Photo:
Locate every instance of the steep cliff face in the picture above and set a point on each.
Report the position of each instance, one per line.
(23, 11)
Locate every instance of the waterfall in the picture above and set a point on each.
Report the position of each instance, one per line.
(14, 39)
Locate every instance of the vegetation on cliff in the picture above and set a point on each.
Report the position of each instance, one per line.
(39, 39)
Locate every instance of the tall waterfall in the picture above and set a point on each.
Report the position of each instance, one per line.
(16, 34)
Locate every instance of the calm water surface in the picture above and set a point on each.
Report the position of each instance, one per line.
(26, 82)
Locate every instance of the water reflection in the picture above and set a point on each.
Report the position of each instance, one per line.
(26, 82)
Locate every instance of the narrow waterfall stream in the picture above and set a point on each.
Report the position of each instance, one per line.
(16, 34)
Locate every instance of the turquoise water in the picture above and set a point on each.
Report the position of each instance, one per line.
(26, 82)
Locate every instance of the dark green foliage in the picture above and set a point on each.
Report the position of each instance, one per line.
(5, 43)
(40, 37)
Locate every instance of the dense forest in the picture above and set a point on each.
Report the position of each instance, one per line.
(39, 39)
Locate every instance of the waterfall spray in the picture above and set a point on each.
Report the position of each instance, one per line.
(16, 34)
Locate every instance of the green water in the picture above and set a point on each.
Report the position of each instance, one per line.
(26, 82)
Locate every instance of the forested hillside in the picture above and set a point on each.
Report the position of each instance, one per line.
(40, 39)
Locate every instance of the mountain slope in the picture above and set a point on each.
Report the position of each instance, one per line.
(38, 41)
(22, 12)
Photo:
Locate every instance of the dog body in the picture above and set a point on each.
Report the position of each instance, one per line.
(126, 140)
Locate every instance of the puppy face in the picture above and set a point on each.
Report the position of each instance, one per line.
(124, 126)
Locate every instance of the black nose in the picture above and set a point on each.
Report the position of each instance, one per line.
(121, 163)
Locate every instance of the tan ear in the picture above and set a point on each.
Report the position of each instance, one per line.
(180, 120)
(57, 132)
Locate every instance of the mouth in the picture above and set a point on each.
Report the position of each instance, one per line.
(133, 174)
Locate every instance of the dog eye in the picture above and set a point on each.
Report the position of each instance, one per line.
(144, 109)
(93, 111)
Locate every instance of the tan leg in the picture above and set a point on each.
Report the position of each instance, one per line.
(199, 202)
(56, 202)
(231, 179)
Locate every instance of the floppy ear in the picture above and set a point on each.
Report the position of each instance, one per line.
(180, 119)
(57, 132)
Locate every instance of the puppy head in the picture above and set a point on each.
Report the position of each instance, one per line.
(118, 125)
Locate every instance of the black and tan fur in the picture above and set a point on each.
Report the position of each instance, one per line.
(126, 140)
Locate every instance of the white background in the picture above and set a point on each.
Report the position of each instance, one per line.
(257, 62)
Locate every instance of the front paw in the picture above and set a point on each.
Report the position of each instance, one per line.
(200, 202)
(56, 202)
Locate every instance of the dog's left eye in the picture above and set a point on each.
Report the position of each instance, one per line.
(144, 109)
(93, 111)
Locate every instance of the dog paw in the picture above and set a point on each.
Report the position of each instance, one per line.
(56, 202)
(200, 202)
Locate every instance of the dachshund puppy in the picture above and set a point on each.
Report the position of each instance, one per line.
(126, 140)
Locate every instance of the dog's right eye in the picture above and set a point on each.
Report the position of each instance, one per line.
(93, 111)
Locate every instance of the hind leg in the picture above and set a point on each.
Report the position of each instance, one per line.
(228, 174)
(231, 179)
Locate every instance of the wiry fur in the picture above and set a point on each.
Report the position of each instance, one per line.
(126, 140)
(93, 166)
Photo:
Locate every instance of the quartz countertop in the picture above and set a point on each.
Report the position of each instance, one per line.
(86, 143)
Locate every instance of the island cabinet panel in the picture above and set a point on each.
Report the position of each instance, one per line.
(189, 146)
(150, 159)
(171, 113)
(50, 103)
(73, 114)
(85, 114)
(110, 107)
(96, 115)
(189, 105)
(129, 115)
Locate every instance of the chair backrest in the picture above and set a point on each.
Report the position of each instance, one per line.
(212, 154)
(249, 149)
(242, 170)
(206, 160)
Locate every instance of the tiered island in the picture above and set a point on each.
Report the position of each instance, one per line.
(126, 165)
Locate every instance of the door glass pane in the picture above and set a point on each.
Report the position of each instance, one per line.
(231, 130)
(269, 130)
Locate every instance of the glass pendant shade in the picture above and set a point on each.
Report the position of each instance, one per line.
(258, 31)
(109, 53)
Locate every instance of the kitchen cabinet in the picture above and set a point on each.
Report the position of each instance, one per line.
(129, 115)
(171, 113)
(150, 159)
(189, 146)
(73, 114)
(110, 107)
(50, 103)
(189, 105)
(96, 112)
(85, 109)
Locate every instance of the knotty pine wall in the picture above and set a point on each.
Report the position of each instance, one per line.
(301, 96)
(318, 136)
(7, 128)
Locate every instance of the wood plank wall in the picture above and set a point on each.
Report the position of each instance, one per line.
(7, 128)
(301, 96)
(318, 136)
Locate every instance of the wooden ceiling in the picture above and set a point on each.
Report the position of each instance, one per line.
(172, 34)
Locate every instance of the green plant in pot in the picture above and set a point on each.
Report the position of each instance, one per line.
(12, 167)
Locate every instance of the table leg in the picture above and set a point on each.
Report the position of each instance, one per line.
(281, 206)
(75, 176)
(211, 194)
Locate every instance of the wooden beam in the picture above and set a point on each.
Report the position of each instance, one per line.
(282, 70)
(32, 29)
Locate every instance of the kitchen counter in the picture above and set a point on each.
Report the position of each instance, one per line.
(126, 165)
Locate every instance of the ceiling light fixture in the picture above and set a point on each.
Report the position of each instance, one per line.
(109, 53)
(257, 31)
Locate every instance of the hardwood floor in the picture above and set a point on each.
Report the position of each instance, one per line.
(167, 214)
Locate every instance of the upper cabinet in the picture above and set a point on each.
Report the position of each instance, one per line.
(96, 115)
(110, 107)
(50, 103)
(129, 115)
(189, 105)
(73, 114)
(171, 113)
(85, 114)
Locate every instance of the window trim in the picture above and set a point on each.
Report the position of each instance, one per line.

*REQUEST*: Every entry should be printed again exactly as it stands.

*REPLY TO THE EXERCISE*:
Photo:
Locate every instance of the steep cliff face in the picture above and set a point on each.
Report the position of each instance, one per line.
(23, 11)
Locate every instance of the waterfall in the picture above and set a point on each.
Report the position of each instance, one per line.
(14, 39)
Locate every instance of the vegetation on cliff in the picture above and set a point on each.
Report the position of each instance, one per line.
(39, 39)
Locate every instance of the tall waterfall in the picture above and set a point on each.
Report the position of each instance, one per line.
(16, 34)
Locate every instance of the calm water surface in the picture above and set a point on each.
Report the position of each instance, one per line.
(26, 82)
Locate every instance of the water reflection in the picture above and set a point on each.
Report the position of each instance, one per line.
(26, 82)
Locate every instance of the narrow waterfall stream in the picture above and set a point on each.
Report the position of each instance, one per line.
(16, 34)
Locate every instance of the turquoise water in the picture above and set a point on each.
Report the position of each instance, one per line.
(26, 82)
Locate every instance of the dark green foliage in the picture above and set a point on each.
Report the position of each instance, one per line.
(5, 43)
(40, 37)
Locate every instance of the dense forest in the picture above and set a point on each.
Report the position of each instance, one per line.
(39, 39)
Locate every instance of the waterfall spray in the picture above and set a point on each.
Report the position of each instance, one per line.
(16, 34)
Locate every instance of the green water in the picture above and set a point on each.
Report the position of each instance, one per line.
(26, 82)
Locate every instance of the forested hillside in the picture above and set a point on each.
Report the position of each instance, one per line.
(40, 39)
Locate every instance of the mountain slope in the picture above and set a point on each.
Report the position of each instance, one per line.
(38, 41)
(22, 12)
Photo:
Locate every instance of the dog body in the picture above and set a point on each.
Report the position of each instance, one per line.
(126, 140)
Locate every instance of the puppy face in the picture above and set a point on each.
Report the position of each instance, one per line.
(124, 126)
Locate every instance of the black nose in the picture above and set a point on each.
Report the position of each instance, one per line.
(121, 163)
Locate every instance of the tan ear in the picture above and set a point on each.
Report the position of each instance, one per line.
(180, 120)
(57, 132)
Locate every instance of the mouth in the picture above and set a point on each.
Report the position of each instance, one per line.
(133, 174)
Locate every instance of the dog eye in the picture above and set a point on each.
Report the position of each instance, one per line.
(144, 109)
(93, 111)
Locate every instance of the tan leg in the picture above and set a point on each.
Report the position of each instance, one per line.
(199, 202)
(56, 202)
(231, 179)
Locate every instance of the floppy ear in the picture above and set a point on each.
Report the position of each instance, one per line.
(180, 119)
(57, 132)
Locate every instance of the puppy head in the picture above and set a point on each.
Report the position of each instance, one per line.
(118, 125)
Locate every instance of the black and tan fur in the picture above and set a point on each.
Report the position of each instance, one per line.
(126, 140)
Locate every instance of the white background in the picture above and set a point on each.
Report the position of each instance, one per line.
(257, 62)
Locate every instance of the front paw in the picture above and set a point on each.
Report the position of each instance, one per line.
(200, 202)
(56, 202)
Locate every instance of the dog's left eye in the picture above and set a point on each.
Report the position of each instance, one per line.
(144, 109)
(93, 111)
Locate every instance of the dog paw in the picture above and set a point on each.
Report the position of each instance, one per line.
(56, 202)
(200, 202)
Locate every instance of the dachshund puppy in the picture above and set a point on each.
Report the position of each instance, one per line.
(126, 140)
Locate every instance of the dog's right eye in the picture above and set a point on each.
Report the position of each instance, one per line.
(93, 111)
Locate every instance of the hind leg in the picture above and set a point on each.
Report the position of each instance, one per line.
(228, 174)
(231, 179)
Locate every instance of the wiry fur in the picture above and set a point on each.
Report the position of each instance, one per line.
(126, 140)
(93, 166)
Photo:
Locate every instance of the quartz countertop in the picture above and set a point on each.
Report the position of each instance, one per line.
(86, 143)
Locate every instance of the island cabinet panel in the picture above and set a point on each.
Report the position of each instance, one per line.
(189, 146)
(150, 159)
(171, 113)
(50, 103)
(73, 114)
(85, 114)
(110, 107)
(96, 115)
(189, 105)
(129, 115)
Locate every instance of the chair backrest in the picture above and set a point on each.
Report the position of each instance, one per line.
(212, 154)
(249, 149)
(242, 170)
(206, 160)
Locate every instance of the tiered island in the picture above and set a point on each.
Report the position of each instance, one per line.
(126, 165)
Locate every instance of the door glass pane in the picture above and set a point on each.
Report the position of each instance, one per line.
(231, 130)
(269, 130)
Locate every instance of the glass pendant shade in the picture above and set a point on each.
Report the position of each instance, one per line.
(258, 31)
(109, 53)
Locate every instance of the kitchen cabinet in the picture above and set a point on each.
Report the position of each instance, one per line.
(129, 115)
(171, 113)
(150, 159)
(189, 146)
(73, 114)
(110, 107)
(50, 103)
(189, 105)
(96, 112)
(85, 109)
Locate every instance of the knotty pine wall in the picture above and set a point on each.
Report the position of each instance, one per line.
(301, 96)
(318, 136)
(7, 128)
Locate every instance of the wood plank wall in the picture above and set a point on each.
Report the position of each instance, one per line.
(7, 128)
(301, 96)
(318, 136)
Locate every instance of the wooden ceiling in the picture above and set a point on each.
Report the position of each instance, one per line.
(172, 34)
Locate every instance of the green plant in pot in the picture above and set a point on each.
Report the position of each instance, one per line.
(12, 167)
Locate every instance of the table leg in the picture above and set a point on each.
Report the position of each instance, one per line.
(281, 206)
(75, 176)
(211, 194)
Locate every instance of the wooden beam in the picture above and set a point on each.
Report the position of each instance, one per line.
(282, 70)
(32, 29)
Locate every instance of the kitchen counter in the picture above and set a point on each.
Report the position of each instance, one per line.
(126, 165)
Locate every instance of the ceiling light fixture in the picture above and set a point on each.
Report the position of each instance, one per line.
(109, 53)
(257, 31)
Locate every instance of the hardwood floor in the picture above and set a point on each.
Report the position of each instance, one per line.
(167, 214)
Locate every instance of the upper cabinet in the picture above and set a point on each.
Report the position of each instance, one per line.
(96, 115)
(110, 107)
(50, 103)
(129, 115)
(189, 105)
(73, 114)
(171, 113)
(85, 114)
Locate every instance of the window trim in the picture above and set a point on each.
Report the position of each instance, one per line.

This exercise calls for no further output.